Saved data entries
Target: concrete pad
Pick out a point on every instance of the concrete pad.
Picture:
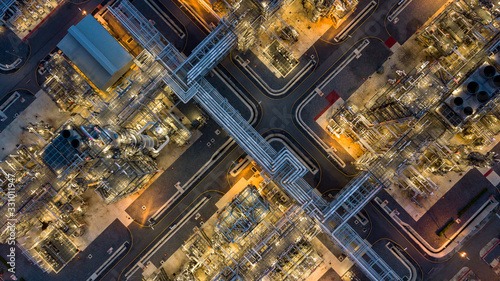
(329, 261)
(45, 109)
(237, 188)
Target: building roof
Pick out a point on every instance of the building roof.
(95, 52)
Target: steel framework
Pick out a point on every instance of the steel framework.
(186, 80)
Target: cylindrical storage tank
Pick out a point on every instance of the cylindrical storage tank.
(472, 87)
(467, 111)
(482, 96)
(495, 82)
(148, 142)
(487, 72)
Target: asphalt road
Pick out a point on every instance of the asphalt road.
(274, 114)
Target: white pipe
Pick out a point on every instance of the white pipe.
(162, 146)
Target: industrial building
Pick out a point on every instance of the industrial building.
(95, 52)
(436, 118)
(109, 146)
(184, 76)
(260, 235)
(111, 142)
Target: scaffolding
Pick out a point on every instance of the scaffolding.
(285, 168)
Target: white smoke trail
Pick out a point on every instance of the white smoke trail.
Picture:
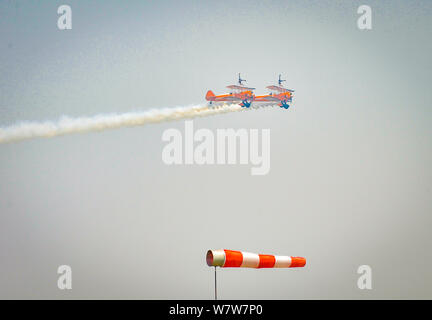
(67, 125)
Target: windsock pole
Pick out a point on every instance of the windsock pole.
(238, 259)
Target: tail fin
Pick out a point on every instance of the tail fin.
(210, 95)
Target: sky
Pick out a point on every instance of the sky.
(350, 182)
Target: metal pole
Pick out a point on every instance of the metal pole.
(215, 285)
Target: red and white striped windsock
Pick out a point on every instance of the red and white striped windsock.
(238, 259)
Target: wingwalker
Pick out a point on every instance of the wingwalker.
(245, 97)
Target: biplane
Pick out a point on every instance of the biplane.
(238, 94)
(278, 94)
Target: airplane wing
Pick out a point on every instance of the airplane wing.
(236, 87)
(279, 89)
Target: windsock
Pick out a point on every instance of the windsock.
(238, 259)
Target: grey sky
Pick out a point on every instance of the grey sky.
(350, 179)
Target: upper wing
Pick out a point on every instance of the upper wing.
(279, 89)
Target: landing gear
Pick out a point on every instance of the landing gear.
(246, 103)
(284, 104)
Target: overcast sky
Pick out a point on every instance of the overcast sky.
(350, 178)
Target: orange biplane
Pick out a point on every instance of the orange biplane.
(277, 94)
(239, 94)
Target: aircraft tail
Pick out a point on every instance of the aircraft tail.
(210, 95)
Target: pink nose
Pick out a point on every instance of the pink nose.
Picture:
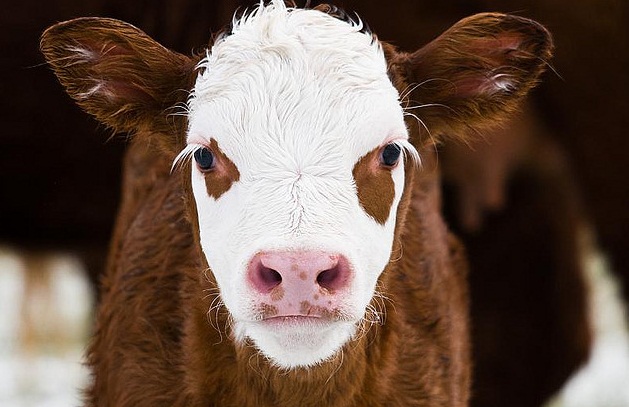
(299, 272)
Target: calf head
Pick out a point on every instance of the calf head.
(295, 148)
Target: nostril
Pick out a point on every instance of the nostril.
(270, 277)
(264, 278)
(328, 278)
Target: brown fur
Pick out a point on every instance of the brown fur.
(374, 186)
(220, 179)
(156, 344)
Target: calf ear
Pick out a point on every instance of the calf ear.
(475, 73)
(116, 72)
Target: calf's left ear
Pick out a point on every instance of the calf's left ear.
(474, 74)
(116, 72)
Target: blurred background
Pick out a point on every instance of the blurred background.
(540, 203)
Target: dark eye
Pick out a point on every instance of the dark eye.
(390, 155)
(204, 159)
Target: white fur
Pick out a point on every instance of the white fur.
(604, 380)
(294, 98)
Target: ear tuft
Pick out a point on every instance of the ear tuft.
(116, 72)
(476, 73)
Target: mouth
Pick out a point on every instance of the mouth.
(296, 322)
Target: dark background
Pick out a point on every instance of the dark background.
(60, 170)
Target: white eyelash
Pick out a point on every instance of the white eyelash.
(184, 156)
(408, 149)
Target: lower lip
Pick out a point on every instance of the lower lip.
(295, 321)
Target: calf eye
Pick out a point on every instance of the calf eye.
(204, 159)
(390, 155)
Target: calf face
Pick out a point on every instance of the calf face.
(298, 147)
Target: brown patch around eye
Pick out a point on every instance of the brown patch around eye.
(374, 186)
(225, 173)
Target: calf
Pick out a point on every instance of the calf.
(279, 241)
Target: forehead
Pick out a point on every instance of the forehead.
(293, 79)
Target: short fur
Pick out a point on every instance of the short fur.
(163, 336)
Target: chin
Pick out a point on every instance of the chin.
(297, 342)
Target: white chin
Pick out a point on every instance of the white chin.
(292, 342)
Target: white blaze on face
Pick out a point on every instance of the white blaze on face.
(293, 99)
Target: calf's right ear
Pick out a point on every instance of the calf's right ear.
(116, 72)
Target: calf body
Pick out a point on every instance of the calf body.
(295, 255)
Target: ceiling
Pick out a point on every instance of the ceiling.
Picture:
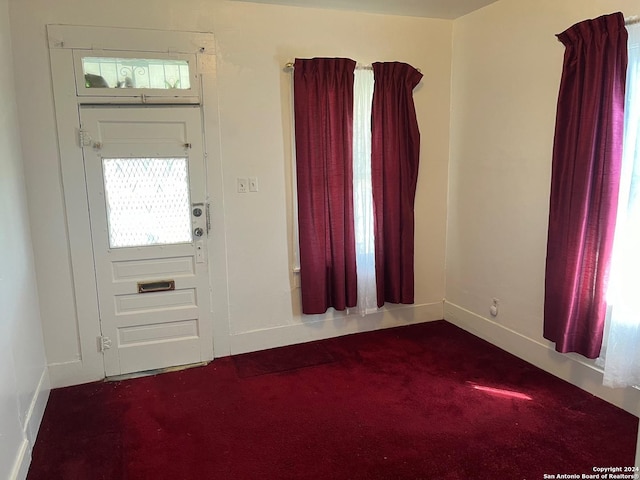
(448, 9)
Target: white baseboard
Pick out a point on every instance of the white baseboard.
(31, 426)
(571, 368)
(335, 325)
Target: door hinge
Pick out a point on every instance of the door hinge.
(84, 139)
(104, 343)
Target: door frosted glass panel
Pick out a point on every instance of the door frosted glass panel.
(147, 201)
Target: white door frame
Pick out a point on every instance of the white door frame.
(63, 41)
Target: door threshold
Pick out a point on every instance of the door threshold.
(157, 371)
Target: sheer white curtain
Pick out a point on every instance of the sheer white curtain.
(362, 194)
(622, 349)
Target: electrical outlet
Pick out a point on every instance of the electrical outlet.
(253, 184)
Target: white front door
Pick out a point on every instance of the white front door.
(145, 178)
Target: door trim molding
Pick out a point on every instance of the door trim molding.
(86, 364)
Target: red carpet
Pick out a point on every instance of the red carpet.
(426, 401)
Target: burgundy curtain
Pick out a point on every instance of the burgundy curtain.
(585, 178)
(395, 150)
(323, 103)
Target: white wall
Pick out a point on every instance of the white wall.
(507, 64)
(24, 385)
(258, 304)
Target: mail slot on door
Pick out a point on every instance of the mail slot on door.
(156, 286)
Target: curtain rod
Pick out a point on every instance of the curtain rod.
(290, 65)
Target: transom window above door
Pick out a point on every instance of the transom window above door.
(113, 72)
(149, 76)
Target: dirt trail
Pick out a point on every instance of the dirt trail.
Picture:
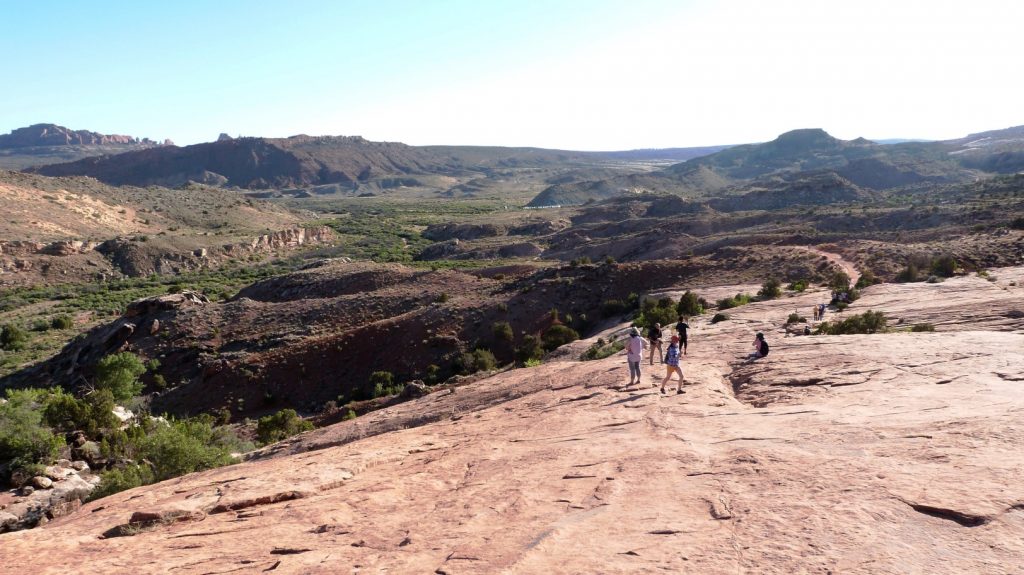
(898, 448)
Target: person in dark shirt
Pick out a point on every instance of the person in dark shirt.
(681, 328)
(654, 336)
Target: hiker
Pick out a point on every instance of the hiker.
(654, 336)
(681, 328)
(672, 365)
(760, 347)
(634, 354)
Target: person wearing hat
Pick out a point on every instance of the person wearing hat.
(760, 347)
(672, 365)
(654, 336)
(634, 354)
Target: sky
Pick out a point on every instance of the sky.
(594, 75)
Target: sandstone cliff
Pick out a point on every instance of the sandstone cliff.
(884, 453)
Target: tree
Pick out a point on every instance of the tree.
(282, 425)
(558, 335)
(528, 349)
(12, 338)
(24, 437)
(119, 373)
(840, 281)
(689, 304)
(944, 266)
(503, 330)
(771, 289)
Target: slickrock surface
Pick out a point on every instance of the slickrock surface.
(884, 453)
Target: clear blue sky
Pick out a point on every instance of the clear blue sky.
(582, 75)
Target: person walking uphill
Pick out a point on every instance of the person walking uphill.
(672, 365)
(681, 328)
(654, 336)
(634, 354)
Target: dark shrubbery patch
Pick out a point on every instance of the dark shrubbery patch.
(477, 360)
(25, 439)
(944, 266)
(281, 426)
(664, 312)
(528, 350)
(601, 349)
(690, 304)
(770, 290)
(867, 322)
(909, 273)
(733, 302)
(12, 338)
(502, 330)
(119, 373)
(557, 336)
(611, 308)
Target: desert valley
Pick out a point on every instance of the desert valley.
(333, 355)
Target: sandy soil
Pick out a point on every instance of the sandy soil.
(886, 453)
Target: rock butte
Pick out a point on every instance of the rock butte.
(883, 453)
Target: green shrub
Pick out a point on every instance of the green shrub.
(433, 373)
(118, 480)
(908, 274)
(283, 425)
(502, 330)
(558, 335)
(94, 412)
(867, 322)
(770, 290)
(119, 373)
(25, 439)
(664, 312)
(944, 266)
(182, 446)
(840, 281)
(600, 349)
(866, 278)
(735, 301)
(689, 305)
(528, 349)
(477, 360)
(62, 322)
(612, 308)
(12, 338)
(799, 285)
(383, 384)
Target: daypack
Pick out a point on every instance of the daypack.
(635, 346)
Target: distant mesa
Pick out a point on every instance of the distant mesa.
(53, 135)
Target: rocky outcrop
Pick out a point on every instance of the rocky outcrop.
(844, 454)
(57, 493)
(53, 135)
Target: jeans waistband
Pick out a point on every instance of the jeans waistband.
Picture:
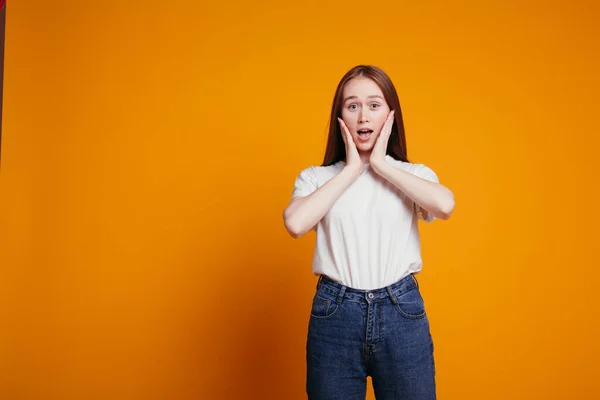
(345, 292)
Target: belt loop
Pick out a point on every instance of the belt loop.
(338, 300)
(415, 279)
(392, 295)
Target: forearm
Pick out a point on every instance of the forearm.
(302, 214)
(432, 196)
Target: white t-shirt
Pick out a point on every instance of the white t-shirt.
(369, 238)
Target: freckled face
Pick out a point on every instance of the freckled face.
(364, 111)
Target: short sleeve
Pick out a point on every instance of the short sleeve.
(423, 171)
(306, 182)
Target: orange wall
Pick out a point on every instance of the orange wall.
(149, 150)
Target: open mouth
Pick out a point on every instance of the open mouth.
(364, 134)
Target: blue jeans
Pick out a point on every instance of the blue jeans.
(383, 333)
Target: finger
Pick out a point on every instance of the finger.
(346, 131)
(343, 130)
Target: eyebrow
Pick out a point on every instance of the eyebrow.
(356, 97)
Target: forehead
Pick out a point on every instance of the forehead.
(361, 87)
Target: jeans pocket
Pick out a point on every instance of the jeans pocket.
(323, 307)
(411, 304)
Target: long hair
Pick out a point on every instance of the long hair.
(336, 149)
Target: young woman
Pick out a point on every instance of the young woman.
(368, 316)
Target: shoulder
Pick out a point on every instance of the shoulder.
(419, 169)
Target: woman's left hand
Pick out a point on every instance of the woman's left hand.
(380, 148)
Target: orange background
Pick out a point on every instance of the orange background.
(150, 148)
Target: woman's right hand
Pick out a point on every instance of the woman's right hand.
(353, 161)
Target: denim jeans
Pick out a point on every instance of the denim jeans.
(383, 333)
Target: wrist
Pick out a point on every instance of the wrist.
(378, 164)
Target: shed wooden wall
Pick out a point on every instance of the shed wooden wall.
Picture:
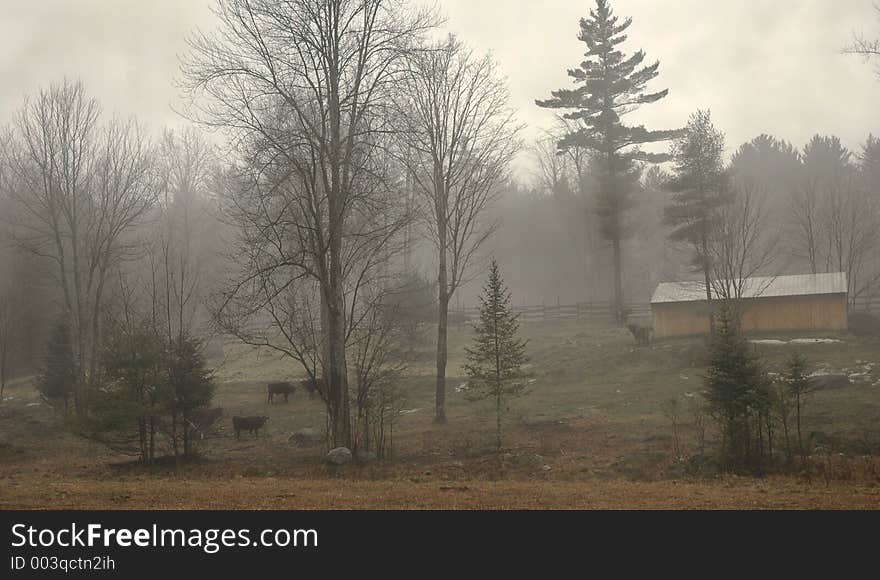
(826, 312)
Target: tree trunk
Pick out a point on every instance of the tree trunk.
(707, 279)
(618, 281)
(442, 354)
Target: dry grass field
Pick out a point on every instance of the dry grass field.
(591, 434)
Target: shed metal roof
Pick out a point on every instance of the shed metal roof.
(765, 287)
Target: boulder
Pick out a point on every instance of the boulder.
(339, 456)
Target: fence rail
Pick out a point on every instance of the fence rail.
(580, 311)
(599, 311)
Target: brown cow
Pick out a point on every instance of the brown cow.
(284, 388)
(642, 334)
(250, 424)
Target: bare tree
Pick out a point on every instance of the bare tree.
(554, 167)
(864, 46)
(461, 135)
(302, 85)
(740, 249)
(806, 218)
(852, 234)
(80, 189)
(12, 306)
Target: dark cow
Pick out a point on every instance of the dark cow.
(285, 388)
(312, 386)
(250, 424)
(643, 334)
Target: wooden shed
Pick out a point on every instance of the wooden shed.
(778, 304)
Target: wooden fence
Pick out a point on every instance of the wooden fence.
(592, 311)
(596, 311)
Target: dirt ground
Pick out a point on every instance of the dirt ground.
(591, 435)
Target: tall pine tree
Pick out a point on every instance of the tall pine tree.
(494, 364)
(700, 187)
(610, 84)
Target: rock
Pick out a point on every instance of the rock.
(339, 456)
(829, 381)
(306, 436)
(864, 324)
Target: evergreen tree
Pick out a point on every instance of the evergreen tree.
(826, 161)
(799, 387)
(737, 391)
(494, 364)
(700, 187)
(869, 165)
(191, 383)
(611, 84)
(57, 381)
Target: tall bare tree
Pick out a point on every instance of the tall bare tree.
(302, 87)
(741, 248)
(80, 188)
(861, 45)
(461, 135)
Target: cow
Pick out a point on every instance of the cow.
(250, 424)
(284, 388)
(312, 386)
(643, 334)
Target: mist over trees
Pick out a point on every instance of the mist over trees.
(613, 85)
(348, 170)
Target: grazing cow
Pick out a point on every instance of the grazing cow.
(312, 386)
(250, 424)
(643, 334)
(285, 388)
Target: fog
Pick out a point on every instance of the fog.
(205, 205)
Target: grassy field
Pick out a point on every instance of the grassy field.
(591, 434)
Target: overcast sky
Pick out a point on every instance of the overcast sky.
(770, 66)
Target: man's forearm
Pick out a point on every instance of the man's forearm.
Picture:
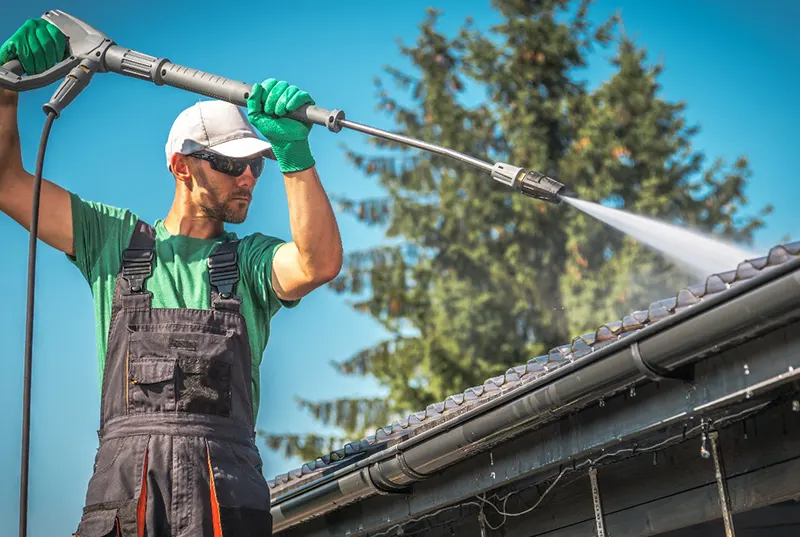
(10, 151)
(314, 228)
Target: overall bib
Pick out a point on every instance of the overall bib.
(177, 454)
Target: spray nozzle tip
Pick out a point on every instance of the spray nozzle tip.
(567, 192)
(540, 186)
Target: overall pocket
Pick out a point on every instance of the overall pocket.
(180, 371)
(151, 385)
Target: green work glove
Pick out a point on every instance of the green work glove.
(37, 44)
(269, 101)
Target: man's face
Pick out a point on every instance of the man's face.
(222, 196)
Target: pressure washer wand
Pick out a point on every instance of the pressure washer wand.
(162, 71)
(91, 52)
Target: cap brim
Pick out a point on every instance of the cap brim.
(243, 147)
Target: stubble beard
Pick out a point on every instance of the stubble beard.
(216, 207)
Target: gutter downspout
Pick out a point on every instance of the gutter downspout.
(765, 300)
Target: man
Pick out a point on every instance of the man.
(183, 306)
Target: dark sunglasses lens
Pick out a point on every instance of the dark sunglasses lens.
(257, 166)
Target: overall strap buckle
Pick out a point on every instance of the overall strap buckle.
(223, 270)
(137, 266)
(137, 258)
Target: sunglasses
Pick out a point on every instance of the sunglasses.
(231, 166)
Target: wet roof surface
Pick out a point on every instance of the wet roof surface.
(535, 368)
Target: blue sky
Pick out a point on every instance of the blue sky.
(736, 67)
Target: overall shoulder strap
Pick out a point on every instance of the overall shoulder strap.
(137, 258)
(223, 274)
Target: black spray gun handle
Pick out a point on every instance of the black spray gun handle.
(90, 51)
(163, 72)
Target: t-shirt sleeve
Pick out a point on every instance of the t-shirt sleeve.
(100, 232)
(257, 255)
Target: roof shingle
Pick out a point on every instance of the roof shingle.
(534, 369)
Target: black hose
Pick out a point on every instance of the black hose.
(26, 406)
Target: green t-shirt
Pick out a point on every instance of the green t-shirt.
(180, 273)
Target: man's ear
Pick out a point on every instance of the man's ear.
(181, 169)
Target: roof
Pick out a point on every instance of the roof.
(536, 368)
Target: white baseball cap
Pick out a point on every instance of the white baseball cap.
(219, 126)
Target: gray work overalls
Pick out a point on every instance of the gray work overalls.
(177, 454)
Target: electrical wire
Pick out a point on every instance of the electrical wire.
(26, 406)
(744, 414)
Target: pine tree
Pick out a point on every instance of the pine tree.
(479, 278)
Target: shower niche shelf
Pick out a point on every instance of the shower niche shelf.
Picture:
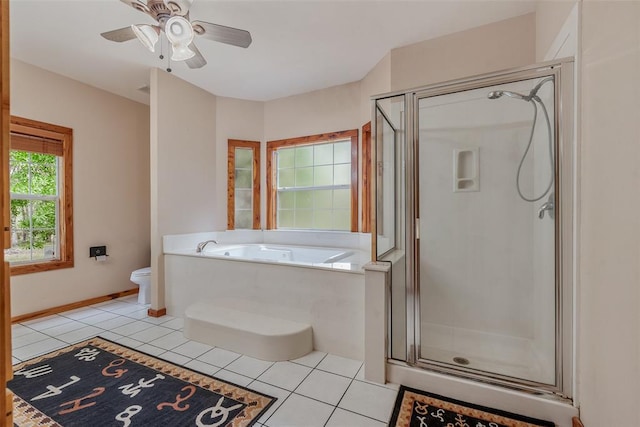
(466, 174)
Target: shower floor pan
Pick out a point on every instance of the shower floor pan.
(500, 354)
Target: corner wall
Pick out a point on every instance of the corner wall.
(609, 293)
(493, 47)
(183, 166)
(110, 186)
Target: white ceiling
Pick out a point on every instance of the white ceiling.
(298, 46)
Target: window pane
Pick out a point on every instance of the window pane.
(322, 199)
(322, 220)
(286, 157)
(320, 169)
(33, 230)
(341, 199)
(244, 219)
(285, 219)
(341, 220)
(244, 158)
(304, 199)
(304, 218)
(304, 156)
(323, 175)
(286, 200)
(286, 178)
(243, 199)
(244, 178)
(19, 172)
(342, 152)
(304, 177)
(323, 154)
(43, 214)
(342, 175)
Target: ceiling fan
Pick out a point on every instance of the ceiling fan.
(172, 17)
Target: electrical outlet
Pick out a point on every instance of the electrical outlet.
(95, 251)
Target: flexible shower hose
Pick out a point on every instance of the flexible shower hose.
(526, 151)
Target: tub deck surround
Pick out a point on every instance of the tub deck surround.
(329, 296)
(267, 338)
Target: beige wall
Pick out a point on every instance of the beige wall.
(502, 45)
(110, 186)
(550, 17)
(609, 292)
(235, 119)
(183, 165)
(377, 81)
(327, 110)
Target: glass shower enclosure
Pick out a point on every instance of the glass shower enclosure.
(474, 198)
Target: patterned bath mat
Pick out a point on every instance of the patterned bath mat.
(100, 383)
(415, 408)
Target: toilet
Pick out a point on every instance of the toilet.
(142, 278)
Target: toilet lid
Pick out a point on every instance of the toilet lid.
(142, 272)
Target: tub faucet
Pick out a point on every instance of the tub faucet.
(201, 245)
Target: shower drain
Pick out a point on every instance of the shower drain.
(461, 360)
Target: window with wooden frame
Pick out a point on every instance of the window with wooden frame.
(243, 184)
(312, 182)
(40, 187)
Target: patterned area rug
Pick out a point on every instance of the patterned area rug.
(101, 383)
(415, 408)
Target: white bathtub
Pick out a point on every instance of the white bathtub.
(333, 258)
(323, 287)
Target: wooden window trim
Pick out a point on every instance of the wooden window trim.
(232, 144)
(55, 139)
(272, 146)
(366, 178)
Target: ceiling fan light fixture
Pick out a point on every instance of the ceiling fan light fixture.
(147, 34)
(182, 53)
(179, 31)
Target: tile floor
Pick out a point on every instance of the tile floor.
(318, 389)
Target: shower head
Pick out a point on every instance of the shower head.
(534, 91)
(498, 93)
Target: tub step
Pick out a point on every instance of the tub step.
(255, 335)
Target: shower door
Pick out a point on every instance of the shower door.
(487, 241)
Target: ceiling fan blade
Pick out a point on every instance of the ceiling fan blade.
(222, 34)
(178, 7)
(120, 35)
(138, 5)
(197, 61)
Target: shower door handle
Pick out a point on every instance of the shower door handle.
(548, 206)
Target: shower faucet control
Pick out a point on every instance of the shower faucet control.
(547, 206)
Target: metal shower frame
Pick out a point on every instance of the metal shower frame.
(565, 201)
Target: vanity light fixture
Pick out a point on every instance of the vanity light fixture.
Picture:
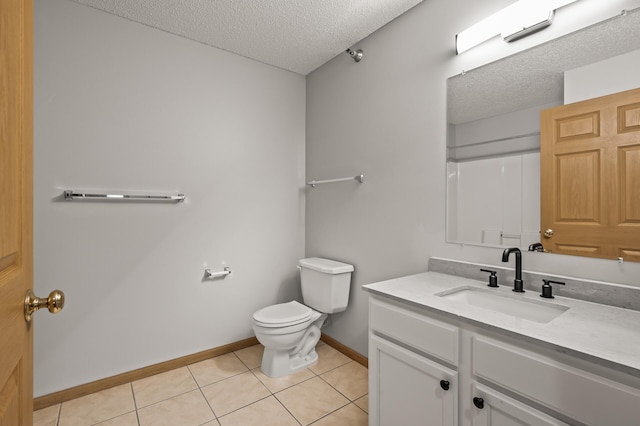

Written instruction: Find the line with "Target: tile floor" in the listing and extract it and all lines after it through the end, exactly, without the pictures.

Response to this task:
Target: tile floor
Pick out a point on every instance of the tile floor.
(318, 389)
Target: shower head
Pick out a point on every instance of the shower head.
(534, 91)
(498, 93)
Target: tub step
Pick out a point on every instance of the tub step.
(255, 335)
Target: shower door
Pick out a point on every instance of the shower door.
(487, 241)
Target: ceiling fan blade
Pick out a point on every instance of the ceiling fan blade.
(222, 34)
(178, 7)
(120, 35)
(138, 5)
(197, 61)
Target: shower door handle
Pick out a point on every instance of the shower door handle.
(548, 206)
Target: shower faucet control
Pick out a point on every instance of the shower faucet control.
(547, 206)
Target: metal shower frame
Pick out a point on every instance of the metal shower frame.
(565, 201)
Target: vanity light fixture
Pick out a point on every instance of the vanity light fixture.
Picture:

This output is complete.